[Problem details]:
How many lines in the listing below contain the word "headlight"? Reply with the number alone.

[Dataset records]:
>> begin
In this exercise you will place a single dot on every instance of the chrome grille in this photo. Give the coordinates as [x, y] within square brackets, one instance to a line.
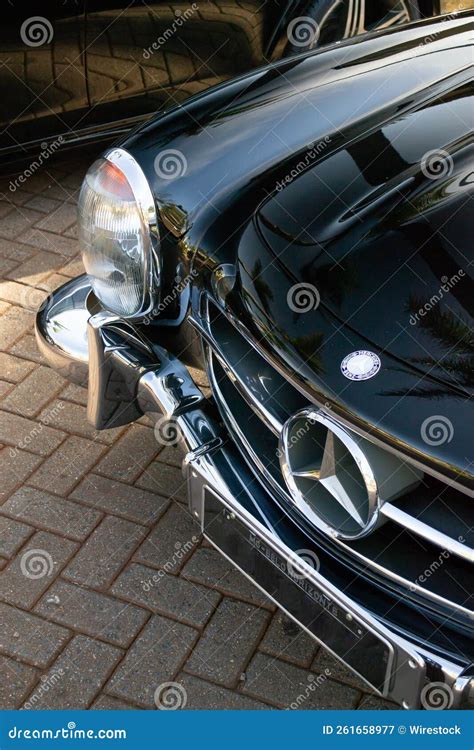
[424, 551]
>> end
>> begin
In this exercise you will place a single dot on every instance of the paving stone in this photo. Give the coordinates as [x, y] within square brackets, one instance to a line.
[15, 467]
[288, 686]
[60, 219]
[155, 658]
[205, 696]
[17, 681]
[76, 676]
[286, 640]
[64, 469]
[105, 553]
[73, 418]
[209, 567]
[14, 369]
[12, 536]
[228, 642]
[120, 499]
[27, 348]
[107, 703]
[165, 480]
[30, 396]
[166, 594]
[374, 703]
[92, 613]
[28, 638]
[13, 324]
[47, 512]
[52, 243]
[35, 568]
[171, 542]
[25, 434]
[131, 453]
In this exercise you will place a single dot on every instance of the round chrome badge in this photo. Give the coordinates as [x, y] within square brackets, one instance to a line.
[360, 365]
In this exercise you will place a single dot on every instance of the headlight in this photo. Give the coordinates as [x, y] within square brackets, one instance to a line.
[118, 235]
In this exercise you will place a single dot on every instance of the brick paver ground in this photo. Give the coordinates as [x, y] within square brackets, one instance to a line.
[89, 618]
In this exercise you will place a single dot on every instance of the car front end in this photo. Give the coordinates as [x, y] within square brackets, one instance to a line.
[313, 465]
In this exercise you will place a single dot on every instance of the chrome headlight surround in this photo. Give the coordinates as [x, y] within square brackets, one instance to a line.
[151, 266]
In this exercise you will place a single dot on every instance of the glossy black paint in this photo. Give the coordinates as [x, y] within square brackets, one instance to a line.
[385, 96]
>> end
[Task output]:
2